[Prompt 1] In the passage on factors driving photovoltaic development, which local climate variables does Tiba's research say determine a PV project's economic viability?
[Prompt 2] Resume the passage on factors driving photovoltaic development, carrying on after its final sentence.

[Source document]
Driving factors research at the macro level mainly serves to promote the development of the photovoltaic industry. Tiba’s research indicated that local climate variables such as solar irradiance, wind speed, and ambient temperature determine the economic viability of a PV project [15]. Purohit predicted that if a high-resolution time series database can be built to predict solar radiation data, it will have a considerable impact on the financing of solar projects [16]. Strong solar radiation [17], low energy technology costs [18], and accurate forecasting capacity [19] can effectively guarantee the financing of photovoltaic projects and the operation and maintenance after production. Garcia-Alvarez found that compared with the tariff scale and contract period, the on-grid tariff policy has a significant impact on photovoltaic power generation [20], and policymakers should make special modifications to grid tariffs and electricity prices to help excellent PV systems enter the market [21]. The research by Ding showed that residents in different regions have different expectations for photovoltaic power generation facilities. The government should adopt useful policies to promote photovoltaic projects according to local conditions [22].

However, according to the research results in other fields, macro factors also have a significant role in improving efficiency. Ma et al. used the ultra-efficiency relaxation-based measurement (SBM) model and Tobit regression to study China’s eco-efficiency and found that expanding openness, increasing R&D expenditure, and increasing population urbanization rate have a positive impact on eco-efficiency [23]. Wang used Seiford’s linear transformation method to estimate China’s water use efficiency, and then used the Tobit model to analyze the influencing factors and found that export dependence, technological progress, and educational value have positive effects on water use efficiency [24]. It had provided a scientific basis for developing water resources development plans.

[Given information]
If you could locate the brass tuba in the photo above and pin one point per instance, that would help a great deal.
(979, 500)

[Exercise output 1] Solar irradiance, wind speed, and ambient temperature.

[Exercise output 2]
Therefore, if we study the relative effectiveness of input and output in photovoltaic power generation systems from a macro perspective, the key factors affecting the efficiency of photovoltaic power generation in government decision-making can be observed. Finding key factors can provide a direction for countries to formulate solar energy development strategies, and exploring the impact of key factors can guide the government to improve the effectiveness of photovoltaic power generation systems based on actual conditions. This study takes the development of China as an example, constructs the evaluation index of photovoltaic power generation efficiency, and analyzes the macroscopic influencing factors of photovoltaic power generation efficiency. The indicators and key factors mentioned in the study enrich the research results of photovoltaic power generation efficiency, and suggestions and ideas can be used as a reference for improving production efficiency.

2. Materials and Methods

2.1. DEA Model for Measuring Efficiency

The results of the Data Envelopment Analysis (DEA) model are used to compare the relative efficiency between decision units. If DEA methods are integrated with a different technique, it can solve problems and measurethe relative efficiency in different application areas [25]. Han proposed that the fuzzy DEA interaction model can be used to improve the energy efficiency of chemical products [26]. Pérez-López used the DEA model to analyze the evolution of economies of scale and propose strategies for achieving long-term economies of scale based on management practices [27]. DEA analysis also is a common method of evaluating energy efficiency [25]. Since there is no assumption about the function form or the distribution of the error term of the production function [28], it can better reflect the information and characteristics of the evaluation object itself. DEA has a good effect on measuring the efficiency of multi-input and multi-output systems. There are two different scale return assumptions in the DEA model, one is the scale return constant (CRS) and the other is the scale return variable (VRS) [29]. The DEA model can be divided into input-oriented and output-oriented based on the degree of control of input-output indicators. This study selected a CRS model based on output-orientation (CCR) to evaluate the photovoltaic power generation efficiency of 15 regions with a large installed capacity of photovoltaic power generation in China.

For each decision unit $DM{U}_j$, the efficiency evaluation index can be calculated using the following formula:

$$h_j=\frac{u^x{y}_i}{v^T{x}_j}=\frac{{{\displaystyle \sum }}_{r=1}^{\mathrm{s}}{u}_r{y}_{rj}}{{{\displaystyle \sum }}_{i=1}^{\mathrm{mn}}{v}_i{x}_{ij}},j=1,2,\dots ,n,$$

(1)

where, $x_{ij}$ is the total input of the $j$th decision unit for the ith input; $y_{rj}$ is the total output of the $j$th decision unit for the $r$th output; $v_i$ reflects the weight of the $i$. th input; $u_r$ reflects the weight of the $r$th output.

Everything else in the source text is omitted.